| Directions |
Rewrite the part of the listing from the line containing "TARGET: grass verge" through the end of the listing, including both ends and nothing else, with every line kept, requests included. Scale each point coordinate in the answers by 0.45 and round to whole numbers, with halves rounding up, but leave the sample coordinates unchanged.

| Given records |
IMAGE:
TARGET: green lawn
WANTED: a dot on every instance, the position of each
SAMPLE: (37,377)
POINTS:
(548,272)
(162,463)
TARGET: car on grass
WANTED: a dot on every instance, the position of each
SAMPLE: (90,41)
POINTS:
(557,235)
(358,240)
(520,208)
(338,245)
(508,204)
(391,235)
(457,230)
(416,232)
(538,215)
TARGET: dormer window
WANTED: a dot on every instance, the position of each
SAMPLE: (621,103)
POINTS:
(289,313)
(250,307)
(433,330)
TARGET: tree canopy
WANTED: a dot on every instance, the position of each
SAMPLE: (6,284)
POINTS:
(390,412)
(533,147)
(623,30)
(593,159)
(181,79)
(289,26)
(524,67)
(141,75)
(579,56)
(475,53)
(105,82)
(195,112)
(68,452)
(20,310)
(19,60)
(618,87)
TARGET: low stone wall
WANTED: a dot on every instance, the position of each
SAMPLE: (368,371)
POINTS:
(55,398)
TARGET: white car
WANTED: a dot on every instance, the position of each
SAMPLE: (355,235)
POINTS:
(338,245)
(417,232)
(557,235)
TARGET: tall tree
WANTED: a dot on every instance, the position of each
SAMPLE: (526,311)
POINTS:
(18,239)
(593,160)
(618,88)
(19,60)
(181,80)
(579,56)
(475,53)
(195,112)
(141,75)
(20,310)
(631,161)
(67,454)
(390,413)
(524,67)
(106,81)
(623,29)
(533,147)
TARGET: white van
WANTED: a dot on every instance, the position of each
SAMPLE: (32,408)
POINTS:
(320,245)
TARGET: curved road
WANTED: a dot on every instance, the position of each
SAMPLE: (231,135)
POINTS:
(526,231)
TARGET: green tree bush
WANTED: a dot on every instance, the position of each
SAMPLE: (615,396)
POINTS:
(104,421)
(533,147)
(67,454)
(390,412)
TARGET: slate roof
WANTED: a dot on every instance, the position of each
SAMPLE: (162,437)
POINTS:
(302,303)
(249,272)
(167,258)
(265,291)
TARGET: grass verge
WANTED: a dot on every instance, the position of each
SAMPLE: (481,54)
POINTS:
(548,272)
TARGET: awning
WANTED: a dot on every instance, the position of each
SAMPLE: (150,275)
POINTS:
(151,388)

| Response to the task |
TARGET: grass verge
WANTED: a dot on every instance, the position of each
SAMPLE: (481,54)
POINTS:
(247,122)
TARGET: awning
WANTED: a dot on every instance, the position of each
SAMPLE: (150,275)
POINTS:
(68,175)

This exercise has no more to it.